-- START --
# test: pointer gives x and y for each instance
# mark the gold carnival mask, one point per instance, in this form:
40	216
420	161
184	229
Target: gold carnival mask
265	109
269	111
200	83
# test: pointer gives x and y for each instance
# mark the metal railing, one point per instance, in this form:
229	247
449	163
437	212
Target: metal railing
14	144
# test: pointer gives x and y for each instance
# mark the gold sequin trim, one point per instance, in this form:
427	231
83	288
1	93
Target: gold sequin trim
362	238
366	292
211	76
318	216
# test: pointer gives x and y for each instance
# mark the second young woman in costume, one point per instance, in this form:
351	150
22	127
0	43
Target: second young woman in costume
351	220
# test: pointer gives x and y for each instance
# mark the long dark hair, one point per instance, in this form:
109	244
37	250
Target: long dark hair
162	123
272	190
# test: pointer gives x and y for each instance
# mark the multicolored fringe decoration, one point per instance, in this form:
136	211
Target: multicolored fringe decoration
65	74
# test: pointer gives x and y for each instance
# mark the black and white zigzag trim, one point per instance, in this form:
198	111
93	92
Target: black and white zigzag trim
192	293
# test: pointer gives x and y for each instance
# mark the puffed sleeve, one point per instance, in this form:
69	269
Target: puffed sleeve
-- END --
DIRECTION: Quote the data above in full, changing nothing.

FINAL RESULT:
# test: pointer gives x and y for each instance
# mark the gold carnival mask, one point per instance, in this form:
40	216
420	161
184	229
Target: gold carnival mask
265	109
269	111
200	83
# test: pointer gives x and y for each instance
# mark the metal railing, one point per instance, in this form:
229	247
449	163
437	212
Target: metal railing
14	144
# test: pointer gives x and y for each instance
# mark the gold sequin trim, one point per instance, in this form:
427	231
83	288
1	93
Target: gold sequin trim
362	238
366	292
211	76
318	216
# test: pointer gives x and y for each instance
# mark the second young woman in costume, one point per instance, in this form:
351	150
22	127
0	43
Target: second young woman in costume
351	220
# test: pointer gives x and y for each instance
# mark the long dark hair, one point per instance, in this form:
109	244
37	250
Target: long dark hair
162	123
272	190
# test: pointer gives x and y for each instance
# mark the multicolored fringe decoration, one point per instance, in this form:
136	211
Target: multicolored fringe decoration
65	74
# test: pointer gives x and y for each instance
# mark the black and white zigzag trim, one point per instance, in this form:
198	111
93	92
Target: black and white zigzag trim
192	293
# test: pointer gives x and y for each instance
# mark the puffed sleeve, one point per instance, in this form:
69	269
Target: puffed sleeve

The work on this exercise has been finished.